— START Source extract —

Given an integer array nums, in which exactly two elements appear only once and all the other elements appear exactly twice. Find the two elements that appear only once. You can return the answer in any order.

You must write an algorithm that runs in linear runtime complexity and uses only constant extra space.

Medium

Examples

Input: nums = [1,2,1,3,2,5]
Output: [3,5]

Input: nums = [-1,0]
Output: [-1,0]

Approach 1

Level I: Brute Force (Frequency Map)

Intuition

The most intuitive approach is to use a hash map to count the frequency of each number and extract those with a count of 1.

— END Source extract —
— START Data records —

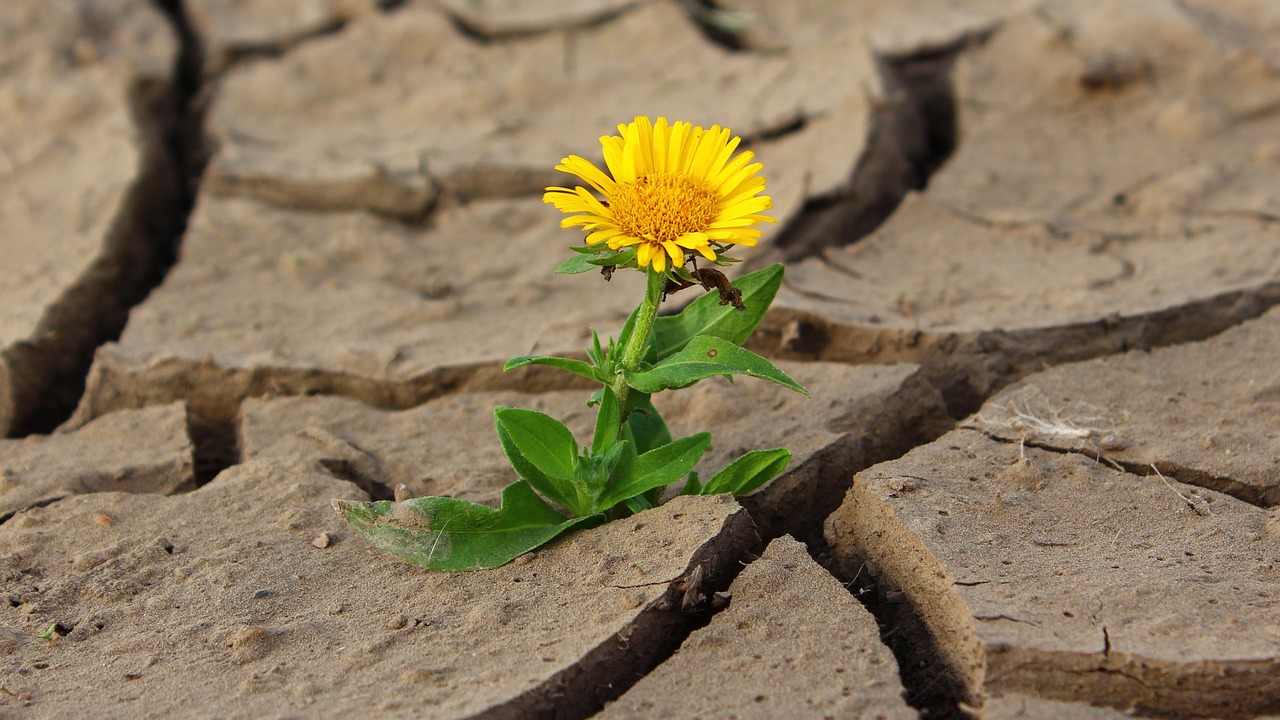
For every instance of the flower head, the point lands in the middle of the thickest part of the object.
(672, 190)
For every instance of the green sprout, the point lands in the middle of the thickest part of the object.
(661, 223)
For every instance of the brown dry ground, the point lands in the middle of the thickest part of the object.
(261, 254)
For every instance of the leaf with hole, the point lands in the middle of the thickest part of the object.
(567, 364)
(705, 358)
(749, 473)
(443, 533)
(707, 317)
(542, 451)
(656, 469)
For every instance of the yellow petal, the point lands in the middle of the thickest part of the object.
(690, 149)
(594, 205)
(677, 255)
(612, 149)
(732, 182)
(676, 147)
(585, 220)
(746, 208)
(734, 223)
(749, 188)
(732, 167)
(602, 236)
(693, 240)
(661, 132)
(621, 241)
(644, 132)
(630, 153)
(586, 169)
(718, 163)
(702, 159)
(731, 233)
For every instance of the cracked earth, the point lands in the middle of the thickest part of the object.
(265, 254)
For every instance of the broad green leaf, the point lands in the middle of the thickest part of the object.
(707, 317)
(749, 473)
(620, 259)
(608, 423)
(542, 451)
(657, 468)
(443, 533)
(568, 364)
(648, 428)
(704, 358)
(575, 264)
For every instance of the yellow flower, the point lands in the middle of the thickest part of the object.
(673, 187)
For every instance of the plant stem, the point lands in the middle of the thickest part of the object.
(639, 340)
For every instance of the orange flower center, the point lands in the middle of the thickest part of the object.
(663, 208)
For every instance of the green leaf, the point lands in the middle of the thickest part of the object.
(620, 259)
(542, 451)
(608, 423)
(638, 504)
(749, 472)
(597, 352)
(568, 364)
(575, 264)
(648, 428)
(707, 317)
(625, 337)
(443, 533)
(657, 468)
(704, 358)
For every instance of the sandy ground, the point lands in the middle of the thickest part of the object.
(265, 254)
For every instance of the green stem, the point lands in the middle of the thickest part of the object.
(639, 340)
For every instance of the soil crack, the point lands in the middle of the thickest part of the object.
(49, 373)
(1164, 470)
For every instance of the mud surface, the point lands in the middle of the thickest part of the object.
(266, 254)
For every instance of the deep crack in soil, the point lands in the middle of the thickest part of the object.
(48, 376)
(913, 131)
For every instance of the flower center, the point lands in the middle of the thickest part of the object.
(663, 208)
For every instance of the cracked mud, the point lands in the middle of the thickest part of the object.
(264, 254)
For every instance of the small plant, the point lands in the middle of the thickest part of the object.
(675, 203)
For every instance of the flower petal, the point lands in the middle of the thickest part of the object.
(661, 133)
(732, 167)
(585, 220)
(612, 147)
(586, 169)
(621, 241)
(676, 146)
(707, 150)
(677, 255)
(644, 133)
(693, 240)
(659, 258)
(602, 236)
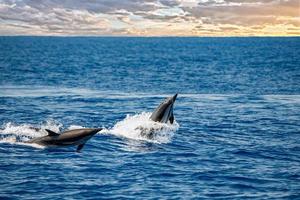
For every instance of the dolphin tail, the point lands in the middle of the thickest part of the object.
(172, 118)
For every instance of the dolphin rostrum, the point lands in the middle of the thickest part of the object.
(68, 138)
(164, 112)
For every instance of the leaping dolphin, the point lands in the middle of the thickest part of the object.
(164, 112)
(68, 138)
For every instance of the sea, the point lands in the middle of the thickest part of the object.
(236, 133)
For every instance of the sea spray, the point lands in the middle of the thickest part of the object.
(139, 127)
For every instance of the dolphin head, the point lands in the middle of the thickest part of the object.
(164, 112)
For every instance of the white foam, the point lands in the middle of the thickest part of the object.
(139, 127)
(135, 127)
(19, 134)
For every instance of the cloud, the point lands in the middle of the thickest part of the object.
(149, 17)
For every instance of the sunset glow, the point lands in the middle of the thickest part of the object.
(151, 18)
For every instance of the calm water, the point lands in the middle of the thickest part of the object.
(237, 130)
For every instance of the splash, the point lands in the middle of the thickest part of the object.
(140, 127)
(135, 127)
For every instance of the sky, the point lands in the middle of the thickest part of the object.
(150, 17)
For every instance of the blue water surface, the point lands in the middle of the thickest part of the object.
(238, 113)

— END Data records —

In the array problem extract, why does the frequency-map approach keep the numbers whose count is 1? Answer in one to three sentences.

Response below -> The problem states that exactly two elements appear only once and all the other elements appear exactly twice. The numbers with a count of 1 are therefore the two elements the problem asks to find.